(Pointing and labeling entries)
## Begin
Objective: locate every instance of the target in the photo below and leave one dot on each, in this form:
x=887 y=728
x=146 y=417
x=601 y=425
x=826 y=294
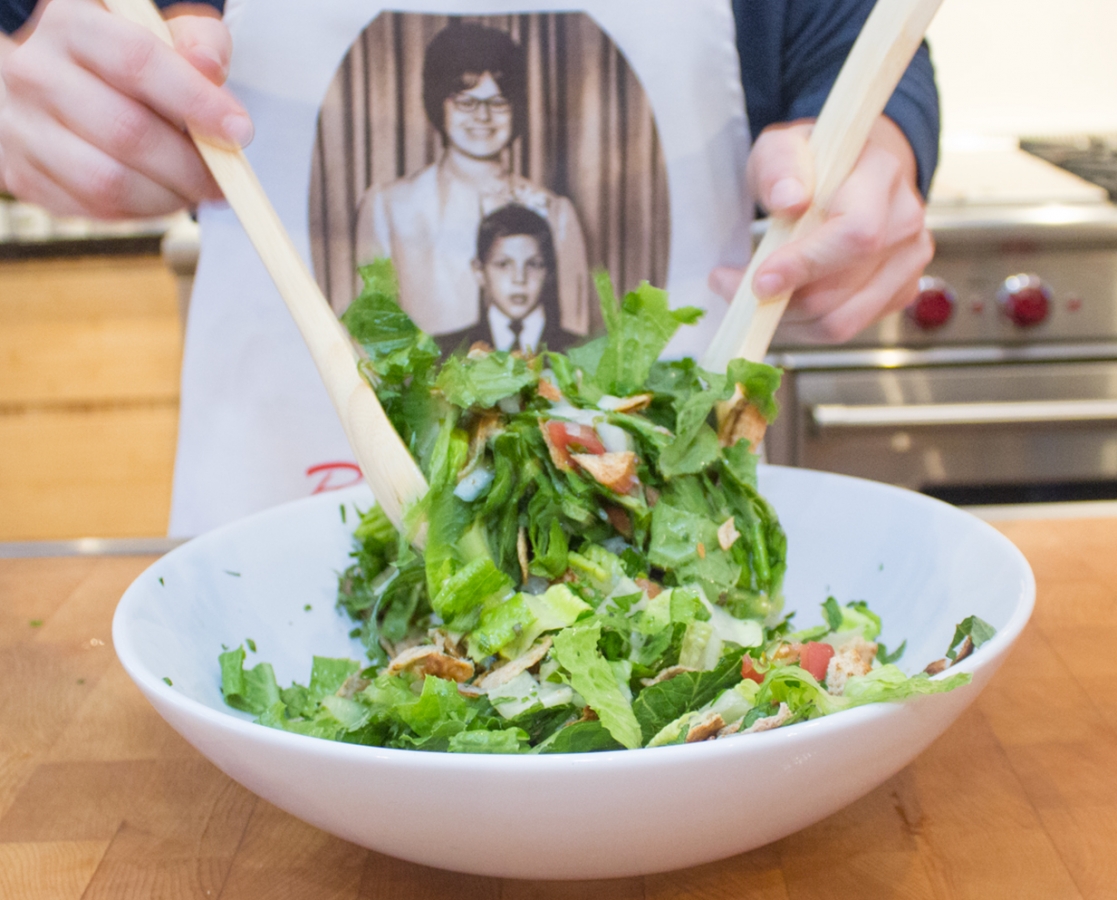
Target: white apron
x=256 y=424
## End
→ GOAL OF THE EXERCISE: Write out the rows again with "dot" swapped for "marker" and nothing else changed, leaving out the pictures.

→ CORRECT ANSWER:
Objective: locate every instance of the target in the photo below and leave one marker on each, in this form:
x=887 y=728
x=146 y=417
x=601 y=425
x=826 y=294
Target: white apron
x=256 y=424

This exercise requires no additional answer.